* [Task instructions]
Would you please restate every record exactly as written?

[Referring expression data]
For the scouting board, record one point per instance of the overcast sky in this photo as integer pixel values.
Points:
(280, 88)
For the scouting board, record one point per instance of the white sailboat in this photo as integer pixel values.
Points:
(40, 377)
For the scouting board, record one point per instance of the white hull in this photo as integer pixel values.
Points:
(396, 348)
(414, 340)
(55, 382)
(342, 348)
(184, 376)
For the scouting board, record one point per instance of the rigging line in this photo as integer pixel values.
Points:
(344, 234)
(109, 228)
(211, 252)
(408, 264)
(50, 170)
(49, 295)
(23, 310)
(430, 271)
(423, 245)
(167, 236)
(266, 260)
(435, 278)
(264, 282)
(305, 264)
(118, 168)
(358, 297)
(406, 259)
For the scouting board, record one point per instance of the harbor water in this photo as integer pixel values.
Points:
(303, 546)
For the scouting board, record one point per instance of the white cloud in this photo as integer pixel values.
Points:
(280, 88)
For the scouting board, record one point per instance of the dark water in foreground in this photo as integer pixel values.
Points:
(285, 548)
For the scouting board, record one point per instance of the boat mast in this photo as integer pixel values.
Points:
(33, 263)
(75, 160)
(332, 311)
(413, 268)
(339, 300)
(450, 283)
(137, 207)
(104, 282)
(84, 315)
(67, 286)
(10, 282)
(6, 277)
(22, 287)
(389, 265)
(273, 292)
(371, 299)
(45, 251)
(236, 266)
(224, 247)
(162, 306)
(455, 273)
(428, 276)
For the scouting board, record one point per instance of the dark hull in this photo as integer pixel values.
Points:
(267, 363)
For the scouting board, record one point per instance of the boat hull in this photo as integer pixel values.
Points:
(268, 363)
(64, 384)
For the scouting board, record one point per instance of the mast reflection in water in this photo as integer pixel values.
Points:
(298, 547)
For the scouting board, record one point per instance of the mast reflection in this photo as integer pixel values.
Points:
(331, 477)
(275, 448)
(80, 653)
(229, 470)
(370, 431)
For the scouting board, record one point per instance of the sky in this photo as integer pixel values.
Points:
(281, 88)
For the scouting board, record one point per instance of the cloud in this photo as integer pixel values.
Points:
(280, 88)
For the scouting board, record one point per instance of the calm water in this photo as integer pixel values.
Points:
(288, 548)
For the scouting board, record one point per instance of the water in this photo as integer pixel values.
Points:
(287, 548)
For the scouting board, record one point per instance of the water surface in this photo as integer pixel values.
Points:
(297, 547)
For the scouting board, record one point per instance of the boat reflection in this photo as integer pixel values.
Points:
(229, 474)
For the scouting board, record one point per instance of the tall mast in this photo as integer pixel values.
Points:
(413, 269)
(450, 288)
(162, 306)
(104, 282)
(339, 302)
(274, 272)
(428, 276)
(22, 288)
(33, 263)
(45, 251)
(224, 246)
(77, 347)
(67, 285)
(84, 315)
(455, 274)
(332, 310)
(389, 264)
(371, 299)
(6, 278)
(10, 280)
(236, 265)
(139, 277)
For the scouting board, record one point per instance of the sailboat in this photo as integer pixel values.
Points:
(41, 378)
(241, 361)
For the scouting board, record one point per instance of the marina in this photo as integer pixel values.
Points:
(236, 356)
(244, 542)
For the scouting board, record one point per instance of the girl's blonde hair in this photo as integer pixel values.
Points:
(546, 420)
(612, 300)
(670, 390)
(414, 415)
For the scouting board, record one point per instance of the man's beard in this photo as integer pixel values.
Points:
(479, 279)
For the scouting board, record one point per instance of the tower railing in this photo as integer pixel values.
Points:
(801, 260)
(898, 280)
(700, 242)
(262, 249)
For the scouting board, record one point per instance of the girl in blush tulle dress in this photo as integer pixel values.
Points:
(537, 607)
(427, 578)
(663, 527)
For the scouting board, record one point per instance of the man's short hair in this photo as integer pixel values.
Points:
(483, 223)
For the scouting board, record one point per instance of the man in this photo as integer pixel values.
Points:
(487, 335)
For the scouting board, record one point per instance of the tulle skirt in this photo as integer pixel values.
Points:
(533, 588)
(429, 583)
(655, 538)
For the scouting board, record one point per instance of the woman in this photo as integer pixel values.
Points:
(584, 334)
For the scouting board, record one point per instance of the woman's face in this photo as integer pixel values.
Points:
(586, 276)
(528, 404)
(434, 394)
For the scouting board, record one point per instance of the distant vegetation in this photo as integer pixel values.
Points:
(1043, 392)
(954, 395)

* [Written response]
For the scouting board, record one point per instance of the overcast sky in this photo as integer pixel values.
Points:
(280, 88)
For the scouting board, record one point per instance of the white sailboat in this photo as integer pixel values.
Points:
(40, 377)
For the scouting board, record one point per instance of the white hull in this photo as integer pixel values.
Points:
(396, 348)
(414, 340)
(55, 382)
(342, 348)
(184, 376)
For the scouting board, record one point per instance of the rigging line in this photo as integer pixel values.
Points:
(344, 234)
(109, 228)
(211, 252)
(408, 264)
(50, 170)
(49, 295)
(23, 310)
(430, 271)
(423, 245)
(167, 236)
(266, 260)
(435, 278)
(264, 282)
(305, 264)
(118, 168)
(358, 297)
(406, 259)
For the scouting board, record one point per instance of the harbor water in this photo as integer pixel values.
Points:
(303, 546)
For the scouting board, record one point per instance of the white cloud in this photo as integer pixel values.
Points:
(280, 88)
For the scouting board, record one point per instance of the dark water in foreground in this photo as integer pixel values.
Points:
(285, 548)
For the scouting board, record one point per instance of the boat mast in this photo as integer pixel values.
Points:
(33, 263)
(75, 160)
(332, 311)
(413, 268)
(339, 300)
(450, 283)
(137, 207)
(104, 282)
(84, 315)
(67, 286)
(10, 282)
(6, 277)
(22, 287)
(389, 265)
(273, 292)
(371, 299)
(45, 251)
(236, 266)
(224, 247)
(162, 306)
(455, 273)
(428, 276)
For the scouting board, record one point per instance of the dark hull in this photo as integer pixel values.
Points:
(267, 363)
For the scouting board, record one point per instance of the boat hull in this photo as integer pixel values.
Points:
(268, 363)
(64, 384)
For the scouting board, record one point per instance of the mast reflection in water in this photo as integer pixel values.
Points:
(298, 547)
For the scouting board, record one point per instance of the mast reflection in this photo as integer pixel values.
Points:
(331, 477)
(275, 448)
(80, 653)
(229, 470)
(370, 431)
For the scouting board, record one point per instance of the sky in this photo as integer pixel values.
Points:
(281, 88)
For the scouting board, record one point per instance of the cloud in this photo as integer pixel values.
Points:
(280, 88)
For the scouting board, record one point per instance of the calm water in this photo as integer pixel values.
Points:
(288, 548)
For the scouting board, record one point per instance of the water in this photo as integer pixel values.
Points:
(287, 548)
For the scouting board, record one point per instance of the water surface in this photo as integer pixel values.
Points:
(297, 547)
For the scouting board, record one point per instance of the boat reflection in this photo as integer pixel values.
Points:
(229, 474)
For the scouting board, record one point per instance of the tall mast in this photo as integer pixel values.
Points:
(413, 269)
(450, 288)
(162, 306)
(104, 282)
(339, 302)
(274, 272)
(428, 276)
(22, 288)
(33, 263)
(45, 251)
(224, 246)
(77, 347)
(67, 285)
(84, 315)
(455, 274)
(332, 310)
(389, 264)
(371, 299)
(6, 278)
(10, 280)
(236, 265)
(139, 277)
For the scouting board, record one point per instance of the sailboat in this photo as integer pixel values.
Points:
(41, 378)
(241, 361)
For the scouting board, record one point per instance of the marina in this photo as integer pixel values.
Points:
(236, 356)
(244, 542)
For the scouting board, record one point per instance of the girl's blonde hair in this photo as integer pixel values.
Points:
(546, 420)
(612, 300)
(670, 390)
(414, 415)
For the scouting board, record one point per instance of the man's beard in this photo as integer pixel values.
Points:
(479, 279)
For the scouting board, record one point per instance of the tower railing in this photo as integer pixel values.
Points:
(801, 260)
(898, 280)
(700, 242)
(262, 249)
For the scouting board, record one point per instance of the girl in blush tulle dress in this photo as integer pixel values.
Points:
(537, 607)
(427, 578)
(663, 527)
For the scouting board, record one point per instance of the man's short hair in this photo as integer pixel values.
Points:
(483, 223)
For the scouting board, record one point per instance of the man in this photo as integer pixel values.
Points:
(487, 335)
For the scouting board, record one point per instance of the tulle skirt in this photo as integer pixel values.
Points:
(533, 588)
(429, 583)
(655, 538)
For the scouting board, record one point per instance of the woman in this photo as integer pixel values.
Points:
(584, 334)
For the scouting board, record one point per instance of the woman's face in this photo as integer pixel values.
Points:
(586, 276)
(528, 404)
(434, 394)
For the scouting board, record one point per instance of the distant vegetation in this photo as integer pixel values.
Points:
(1043, 392)
(954, 395)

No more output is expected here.